▶ _What is being asked_: Repeat the data that follows in full. Do not include the pictures.

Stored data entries
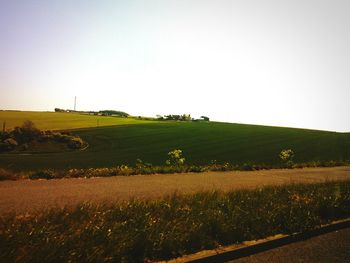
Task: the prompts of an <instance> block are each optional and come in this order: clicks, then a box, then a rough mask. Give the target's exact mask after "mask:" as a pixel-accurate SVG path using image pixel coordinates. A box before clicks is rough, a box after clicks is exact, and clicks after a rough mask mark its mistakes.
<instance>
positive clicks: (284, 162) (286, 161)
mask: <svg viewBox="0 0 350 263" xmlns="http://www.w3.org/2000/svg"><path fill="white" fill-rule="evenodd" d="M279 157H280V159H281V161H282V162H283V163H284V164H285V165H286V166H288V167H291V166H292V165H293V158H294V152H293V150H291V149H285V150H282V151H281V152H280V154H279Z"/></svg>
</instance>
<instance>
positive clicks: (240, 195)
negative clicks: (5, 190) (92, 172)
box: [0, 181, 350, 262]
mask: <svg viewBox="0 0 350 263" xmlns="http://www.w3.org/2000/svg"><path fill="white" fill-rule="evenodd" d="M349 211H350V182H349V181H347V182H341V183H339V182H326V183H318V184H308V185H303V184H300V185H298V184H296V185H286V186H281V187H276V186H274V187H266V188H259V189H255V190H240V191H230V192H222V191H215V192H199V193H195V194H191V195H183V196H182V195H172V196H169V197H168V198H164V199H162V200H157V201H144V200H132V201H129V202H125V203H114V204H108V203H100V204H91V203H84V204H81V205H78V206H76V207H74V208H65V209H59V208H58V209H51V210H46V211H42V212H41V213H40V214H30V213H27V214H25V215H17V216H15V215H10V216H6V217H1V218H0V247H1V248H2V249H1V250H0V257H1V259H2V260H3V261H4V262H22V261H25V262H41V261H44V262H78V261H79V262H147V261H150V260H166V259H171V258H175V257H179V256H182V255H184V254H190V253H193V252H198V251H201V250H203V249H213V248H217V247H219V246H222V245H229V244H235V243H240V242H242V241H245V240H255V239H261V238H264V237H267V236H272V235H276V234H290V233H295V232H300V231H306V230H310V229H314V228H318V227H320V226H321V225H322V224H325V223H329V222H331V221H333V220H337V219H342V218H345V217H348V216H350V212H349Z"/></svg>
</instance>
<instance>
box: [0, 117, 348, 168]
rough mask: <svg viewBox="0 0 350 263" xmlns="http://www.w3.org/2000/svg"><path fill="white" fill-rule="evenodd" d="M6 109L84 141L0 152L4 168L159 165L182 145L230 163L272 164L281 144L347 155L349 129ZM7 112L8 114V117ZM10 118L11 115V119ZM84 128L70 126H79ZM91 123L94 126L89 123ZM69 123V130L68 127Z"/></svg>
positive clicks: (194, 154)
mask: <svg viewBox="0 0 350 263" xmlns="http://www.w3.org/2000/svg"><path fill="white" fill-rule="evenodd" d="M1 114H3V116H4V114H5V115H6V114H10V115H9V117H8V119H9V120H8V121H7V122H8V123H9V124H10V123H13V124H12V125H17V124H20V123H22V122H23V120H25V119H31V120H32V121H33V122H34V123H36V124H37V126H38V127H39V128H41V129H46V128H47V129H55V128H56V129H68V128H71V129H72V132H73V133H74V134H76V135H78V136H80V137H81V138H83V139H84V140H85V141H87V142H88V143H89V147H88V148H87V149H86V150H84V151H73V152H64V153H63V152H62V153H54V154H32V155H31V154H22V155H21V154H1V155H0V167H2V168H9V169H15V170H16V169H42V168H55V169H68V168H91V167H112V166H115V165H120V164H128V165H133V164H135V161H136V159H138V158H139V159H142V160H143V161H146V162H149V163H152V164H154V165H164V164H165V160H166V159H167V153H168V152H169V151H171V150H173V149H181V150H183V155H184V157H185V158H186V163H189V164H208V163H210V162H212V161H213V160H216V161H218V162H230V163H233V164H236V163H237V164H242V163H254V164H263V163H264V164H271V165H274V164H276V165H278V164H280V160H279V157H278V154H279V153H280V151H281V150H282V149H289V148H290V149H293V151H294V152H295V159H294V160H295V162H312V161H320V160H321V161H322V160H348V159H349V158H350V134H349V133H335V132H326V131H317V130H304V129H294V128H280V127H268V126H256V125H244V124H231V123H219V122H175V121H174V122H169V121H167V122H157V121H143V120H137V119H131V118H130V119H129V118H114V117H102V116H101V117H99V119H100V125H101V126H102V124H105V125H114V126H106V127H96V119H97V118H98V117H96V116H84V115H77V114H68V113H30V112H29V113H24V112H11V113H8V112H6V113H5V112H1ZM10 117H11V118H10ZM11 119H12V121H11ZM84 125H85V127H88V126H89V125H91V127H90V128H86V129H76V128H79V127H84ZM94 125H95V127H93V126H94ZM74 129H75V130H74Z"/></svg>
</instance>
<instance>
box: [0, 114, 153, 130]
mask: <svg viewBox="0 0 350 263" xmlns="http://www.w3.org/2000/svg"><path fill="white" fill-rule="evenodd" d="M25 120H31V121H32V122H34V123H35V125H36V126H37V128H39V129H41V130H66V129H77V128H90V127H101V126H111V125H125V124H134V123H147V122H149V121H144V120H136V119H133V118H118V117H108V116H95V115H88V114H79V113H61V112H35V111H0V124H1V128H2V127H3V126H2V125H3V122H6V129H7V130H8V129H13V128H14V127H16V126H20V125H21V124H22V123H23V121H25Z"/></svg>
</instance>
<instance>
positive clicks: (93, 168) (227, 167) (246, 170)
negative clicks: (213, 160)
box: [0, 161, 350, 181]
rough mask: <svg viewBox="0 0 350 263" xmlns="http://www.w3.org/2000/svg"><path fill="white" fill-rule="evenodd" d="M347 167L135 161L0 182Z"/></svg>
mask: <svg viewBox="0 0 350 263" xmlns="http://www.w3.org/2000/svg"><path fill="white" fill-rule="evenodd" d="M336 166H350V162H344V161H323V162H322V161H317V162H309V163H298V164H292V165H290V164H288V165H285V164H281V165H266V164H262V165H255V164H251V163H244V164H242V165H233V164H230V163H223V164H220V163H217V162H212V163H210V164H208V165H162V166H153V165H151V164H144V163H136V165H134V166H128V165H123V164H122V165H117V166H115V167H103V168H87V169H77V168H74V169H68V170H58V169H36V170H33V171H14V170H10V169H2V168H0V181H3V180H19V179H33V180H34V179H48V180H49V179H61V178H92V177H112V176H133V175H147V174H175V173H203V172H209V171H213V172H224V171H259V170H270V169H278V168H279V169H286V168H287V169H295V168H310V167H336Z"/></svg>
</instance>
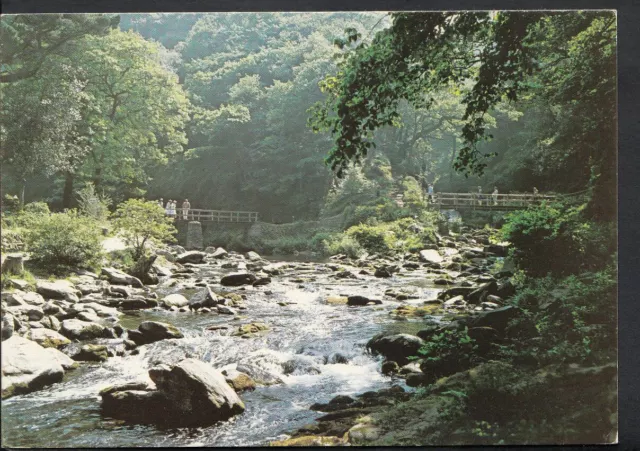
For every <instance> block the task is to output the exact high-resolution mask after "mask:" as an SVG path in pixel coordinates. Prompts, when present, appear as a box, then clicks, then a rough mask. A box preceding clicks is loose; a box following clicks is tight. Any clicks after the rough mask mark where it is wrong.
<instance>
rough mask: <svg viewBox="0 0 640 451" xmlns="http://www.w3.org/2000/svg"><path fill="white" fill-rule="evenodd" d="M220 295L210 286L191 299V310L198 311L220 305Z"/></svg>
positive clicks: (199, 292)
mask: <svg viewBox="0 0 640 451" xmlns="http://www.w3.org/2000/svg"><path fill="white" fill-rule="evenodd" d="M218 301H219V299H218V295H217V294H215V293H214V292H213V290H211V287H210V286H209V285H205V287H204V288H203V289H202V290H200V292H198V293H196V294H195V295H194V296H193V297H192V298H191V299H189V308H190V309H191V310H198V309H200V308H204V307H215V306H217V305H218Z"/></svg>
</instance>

▶ _Result for this task_:
Task: the prompts of an <instance> block are each optional and come in this order: clicks, then a box, then a rough mask. Give the target's exact mask after "mask:" as a pixel-accurate SVG path using image pixel coordinates. A box before clicks is rough, a box after clicks is exact, and clicks after a rough mask mark its mistakes.
<instance>
positive clicks: (284, 162) (286, 161)
mask: <svg viewBox="0 0 350 263" xmlns="http://www.w3.org/2000/svg"><path fill="white" fill-rule="evenodd" d="M279 157H280V159H281V161H282V162H283V163H284V164H285V165H286V166H288V167H291V166H292V165H293V158H294V152H293V150H291V149H285V150H282V151H281V152H280V154H279Z"/></svg>
</instance>
<instance>
positive clicks: (240, 195)
negative clicks: (5, 190) (92, 172)
box: [0, 181, 350, 262]
mask: <svg viewBox="0 0 350 263" xmlns="http://www.w3.org/2000/svg"><path fill="white" fill-rule="evenodd" d="M349 211H350V182H349V181H347V182H341V183H339V182H326V183H318V184H308V185H303V184H300V185H298V184H296V185H286V186H281V187H276V186H274V187H266V188H259V189H255V190H240V191H230V192H222V191H215V192H199V193H195V194H191V195H183V196H182V195H172V196H169V197H168V198H164V199H162V200H157V201H144V200H132V201H129V202H125V203H114V204H108V203H100V204H91V203H84V204H81V205H78V206H76V207H74V208H65V209H59V208H58V209H51V210H46V211H42V212H41V213H40V214H30V213H27V214H25V215H17V216H15V215H10V216H6V217H1V218H0V247H1V248H2V249H1V250H0V257H1V259H2V260H3V261H4V262H22V261H25V262H41V261H44V262H78V261H79V262H147V261H150V260H166V259H171V258H175V257H179V256H182V255H184V254H190V253H193V252H198V251H201V250H203V249H213V248H217V247H219V246H222V245H229V244H235V243H240V242H242V241H245V240H255V239H261V238H264V237H267V236H272V235H276V234H290V233H295V232H300V231H306V230H310V229H314V228H318V227H320V226H321V225H322V224H325V223H329V222H331V221H333V220H337V219H342V218H345V217H348V216H350V212H349Z"/></svg>
</instance>
<instance>
box: [0, 117, 348, 168]
rough mask: <svg viewBox="0 0 350 263" xmlns="http://www.w3.org/2000/svg"><path fill="white" fill-rule="evenodd" d="M6 109L84 141L0 152L4 168L159 165L182 145L230 163L272 164L281 144L347 155L349 129ZM7 112L8 114V117ZM10 118L11 115V119ZM84 128L70 126H79ZM91 123L94 126L89 123ZM69 123V130L68 127Z"/></svg>
positive clicks: (194, 154)
mask: <svg viewBox="0 0 350 263" xmlns="http://www.w3.org/2000/svg"><path fill="white" fill-rule="evenodd" d="M1 114H3V116H4V114H5V115H6V114H10V115H9V117H8V119H9V120H8V121H7V122H8V123H9V124H10V123H13V124H12V125H17V124H20V123H22V122H23V120H25V119H31V120H32V121H33V122H34V123H36V124H37V126H38V127H39V128H41V129H46V128H47V129H55V128H56V129H68V128H71V129H72V132H73V133H74V134H76V135H78V136H80V137H81V138H83V139H84V140H85V141H87V142H88V143H89V147H88V148H87V149H86V150H84V151H73V152H64V153H63V152H62V153H54V154H32V155H31V154H22V155H21V154H1V155H0V167H2V168H9V169H15V170H16V169H42V168H55V169H68V168H91V167H112V166H115V165H120V164H128V165H133V164H135V161H136V159H138V158H139V159H142V160H143V161H146V162H149V163H152V164H154V165H164V164H165V160H166V159H167V153H168V152H169V151H171V150H173V149H181V150H183V155H184V157H185V158H186V163H189V164H208V163H210V162H212V161H213V160H216V161H218V162H230V163H233V164H236V163H237V164H242V163H254V164H263V163H264V164H271V165H274V164H276V165H278V164H280V160H279V157H278V154H279V153H280V151H281V150H282V149H289V148H290V149H293V151H294V152H295V159H294V160H295V162H312V161H320V160H321V161H322V160H348V159H349V158H350V134H349V133H335V132H326V131H317V130H304V129H294V128H280V127H268V126H256V125H244V124H231V123H219V122H175V121H174V122H169V121H167V122H157V121H143V120H137V119H131V118H130V119H129V118H114V117H102V116H101V117H99V119H100V125H101V126H102V124H105V125H114V126H106V127H96V119H97V118H98V117H96V116H84V115H77V114H68V113H30V112H29V113H24V112H11V113H8V112H6V113H5V112H1ZM10 117H11V118H10ZM11 119H12V121H11ZM84 125H85V127H88V126H89V125H91V127H90V128H86V129H76V128H79V127H84ZM94 125H95V127H93V126H94ZM74 129H75V130H74Z"/></svg>
</instance>
<instance>
box: [0, 114, 153, 130]
mask: <svg viewBox="0 0 350 263" xmlns="http://www.w3.org/2000/svg"><path fill="white" fill-rule="evenodd" d="M25 120H31V121H32V122H34V123H35V125H36V126H37V128H39V129H41V130H66V129H77V128H90V127H101V126H111V125H125V124H134V123H147V122H149V121H144V120H136V119H133V118H118V117H108V116H95V115H88V114H79V113H61V112H35V111H0V124H1V128H2V127H3V126H2V125H3V122H6V129H7V130H8V129H13V128H14V127H16V126H20V125H21V124H22V123H23V121H25Z"/></svg>
</instance>
<instance>
positive clicks: (93, 168) (227, 167) (246, 170)
negative clicks: (213, 160)
box: [0, 161, 350, 181]
rough mask: <svg viewBox="0 0 350 263" xmlns="http://www.w3.org/2000/svg"><path fill="white" fill-rule="evenodd" d="M347 167L135 161L0 182Z"/></svg>
mask: <svg viewBox="0 0 350 263" xmlns="http://www.w3.org/2000/svg"><path fill="white" fill-rule="evenodd" d="M336 166H350V162H344V161H323V162H322V161H317V162H309V163H298V164H292V165H290V164H288V165H285V164H281V165H266V164H262V165H255V164H251V163H244V164H242V165H233V164H230V163H223V164H220V163H217V162H212V163H210V164H208V165H162V166H153V165H151V164H144V163H136V165H134V166H128V165H123V164H122V165H117V166H115V167H103V168H87V169H77V168H74V169H68V170H58V169H36V170H33V171H14V170H10V169H2V168H0V181H3V180H19V179H33V180H34V179H48V180H49V179H61V178H92V177H112V176H133V175H147V174H175V173H203V172H209V171H213V172H224V171H259V170H270V169H278V168H279V169H286V168H287V169H295V168H310V167H336Z"/></svg>
</instance>
For every <instance> block the task is to output the exact high-resolution mask after "mask:" as an SVG path in pixel coordinates. Prompts, when present, appear as a box, then clicks, then a rough mask. A box preceding clicks is loose; a box following clicks is tight. Any clicks after the rough mask mark where it is wrong.
<instance>
rough mask: <svg viewBox="0 0 640 451" xmlns="http://www.w3.org/2000/svg"><path fill="white" fill-rule="evenodd" d="M220 295L210 286L191 299V310L198 311L220 305Z"/></svg>
positive clicks: (199, 292)
mask: <svg viewBox="0 0 640 451" xmlns="http://www.w3.org/2000/svg"><path fill="white" fill-rule="evenodd" d="M218 301H219V299H218V295H217V294H215V293H214V292H213V290H211V287H210V286H209V285H205V287H204V288H203V289H202V290H200V292H198V293H196V294H195V295H194V296H193V297H192V298H191V299H189V308H190V309H191V310H198V309H200V308H204V307H215V306H217V305H218Z"/></svg>
</instance>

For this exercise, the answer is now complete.